**** The input ****

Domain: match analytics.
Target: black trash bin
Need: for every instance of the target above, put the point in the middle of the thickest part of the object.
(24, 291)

****
**** The input ****

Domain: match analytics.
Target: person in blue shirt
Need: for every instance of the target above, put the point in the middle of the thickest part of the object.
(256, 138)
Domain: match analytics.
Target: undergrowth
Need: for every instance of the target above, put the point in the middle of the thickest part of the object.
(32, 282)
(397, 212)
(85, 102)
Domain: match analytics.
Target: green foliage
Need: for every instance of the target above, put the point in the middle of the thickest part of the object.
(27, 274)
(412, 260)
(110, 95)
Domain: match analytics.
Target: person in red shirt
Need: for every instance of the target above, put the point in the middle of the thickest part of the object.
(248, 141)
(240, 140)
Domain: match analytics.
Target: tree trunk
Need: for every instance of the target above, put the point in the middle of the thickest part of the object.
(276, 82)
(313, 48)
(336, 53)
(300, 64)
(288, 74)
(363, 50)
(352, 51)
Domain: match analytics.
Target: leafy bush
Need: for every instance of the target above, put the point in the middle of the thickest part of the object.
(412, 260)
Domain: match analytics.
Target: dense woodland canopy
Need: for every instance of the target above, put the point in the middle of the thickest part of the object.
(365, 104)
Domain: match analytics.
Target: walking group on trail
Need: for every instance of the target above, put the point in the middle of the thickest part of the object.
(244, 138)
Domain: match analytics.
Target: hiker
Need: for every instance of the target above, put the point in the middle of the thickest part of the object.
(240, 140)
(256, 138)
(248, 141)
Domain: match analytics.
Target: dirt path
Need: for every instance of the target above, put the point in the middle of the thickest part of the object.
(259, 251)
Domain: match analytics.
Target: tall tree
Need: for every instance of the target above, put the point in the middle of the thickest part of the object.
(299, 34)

****

# Your goal:
Show each line of the rows above that contains the word "shirt", copying every such line in full.

# Solution:
Target: person in blue shirt
Target: person in red shirt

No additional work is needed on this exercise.